_Task objective_. Among the entries that follow, find the lines containing the string "instance" and copy them.

_Data section_.
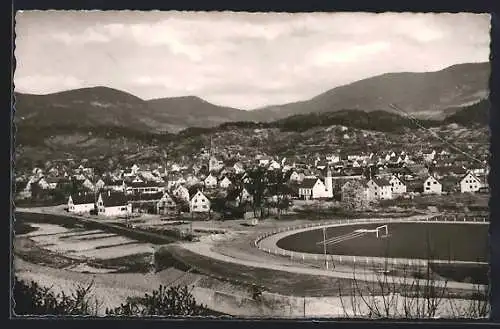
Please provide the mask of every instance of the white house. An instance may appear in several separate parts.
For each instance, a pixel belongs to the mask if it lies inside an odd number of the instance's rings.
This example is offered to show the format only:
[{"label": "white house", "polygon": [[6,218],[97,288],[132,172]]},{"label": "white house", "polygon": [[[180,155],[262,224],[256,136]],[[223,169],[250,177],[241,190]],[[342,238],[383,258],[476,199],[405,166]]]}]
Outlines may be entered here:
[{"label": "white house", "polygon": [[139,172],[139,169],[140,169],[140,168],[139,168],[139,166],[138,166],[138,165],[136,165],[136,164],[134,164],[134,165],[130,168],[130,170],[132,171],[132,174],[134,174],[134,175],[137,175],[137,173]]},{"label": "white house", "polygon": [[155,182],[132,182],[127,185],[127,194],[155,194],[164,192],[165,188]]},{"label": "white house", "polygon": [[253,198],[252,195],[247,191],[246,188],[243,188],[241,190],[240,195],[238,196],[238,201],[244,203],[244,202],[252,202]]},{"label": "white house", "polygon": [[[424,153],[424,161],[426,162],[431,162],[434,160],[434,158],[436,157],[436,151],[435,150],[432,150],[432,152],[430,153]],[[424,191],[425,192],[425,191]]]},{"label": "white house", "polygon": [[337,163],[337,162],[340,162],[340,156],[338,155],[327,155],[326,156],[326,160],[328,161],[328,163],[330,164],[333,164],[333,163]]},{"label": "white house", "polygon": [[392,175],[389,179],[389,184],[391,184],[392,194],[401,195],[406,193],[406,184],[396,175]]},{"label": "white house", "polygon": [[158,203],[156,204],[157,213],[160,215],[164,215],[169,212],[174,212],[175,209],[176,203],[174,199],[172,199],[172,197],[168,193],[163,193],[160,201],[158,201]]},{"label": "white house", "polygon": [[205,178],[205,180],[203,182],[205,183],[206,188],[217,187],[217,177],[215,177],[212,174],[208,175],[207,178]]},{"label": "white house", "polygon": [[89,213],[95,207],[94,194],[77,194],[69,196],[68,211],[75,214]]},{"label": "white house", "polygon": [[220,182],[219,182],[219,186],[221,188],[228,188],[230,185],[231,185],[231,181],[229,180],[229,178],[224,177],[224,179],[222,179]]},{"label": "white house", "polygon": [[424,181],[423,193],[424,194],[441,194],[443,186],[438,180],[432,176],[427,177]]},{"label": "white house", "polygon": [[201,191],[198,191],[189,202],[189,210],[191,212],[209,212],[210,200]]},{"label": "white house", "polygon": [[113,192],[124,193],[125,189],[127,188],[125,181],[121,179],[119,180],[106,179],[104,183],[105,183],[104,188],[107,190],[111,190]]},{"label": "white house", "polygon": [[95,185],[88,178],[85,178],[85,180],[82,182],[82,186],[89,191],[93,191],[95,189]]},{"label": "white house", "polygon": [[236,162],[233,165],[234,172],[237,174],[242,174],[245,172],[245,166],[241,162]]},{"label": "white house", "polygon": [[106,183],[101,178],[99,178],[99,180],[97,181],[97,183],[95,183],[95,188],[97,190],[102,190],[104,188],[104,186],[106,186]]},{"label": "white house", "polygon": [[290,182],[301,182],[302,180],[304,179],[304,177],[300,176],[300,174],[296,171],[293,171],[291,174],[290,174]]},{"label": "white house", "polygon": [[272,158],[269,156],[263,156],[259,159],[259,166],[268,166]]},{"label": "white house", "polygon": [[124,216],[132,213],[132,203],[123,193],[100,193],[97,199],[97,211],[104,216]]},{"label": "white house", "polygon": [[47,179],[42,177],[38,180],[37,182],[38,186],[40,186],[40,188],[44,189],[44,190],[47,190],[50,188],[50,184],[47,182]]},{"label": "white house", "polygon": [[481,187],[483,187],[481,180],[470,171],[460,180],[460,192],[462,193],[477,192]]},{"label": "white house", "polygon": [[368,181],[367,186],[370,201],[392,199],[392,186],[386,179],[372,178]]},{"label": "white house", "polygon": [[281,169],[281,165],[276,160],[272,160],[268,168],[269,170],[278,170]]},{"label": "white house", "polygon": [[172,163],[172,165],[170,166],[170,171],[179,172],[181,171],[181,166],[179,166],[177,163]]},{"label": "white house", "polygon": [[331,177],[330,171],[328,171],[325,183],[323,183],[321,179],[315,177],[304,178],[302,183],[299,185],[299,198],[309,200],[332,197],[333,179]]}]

_Answer section_.
Please provide the mask of every instance of the white house. An instance may appear in several separate parts.
For each instance, a pixel belongs to the mask if it lies inside an odd number of the instance's rings.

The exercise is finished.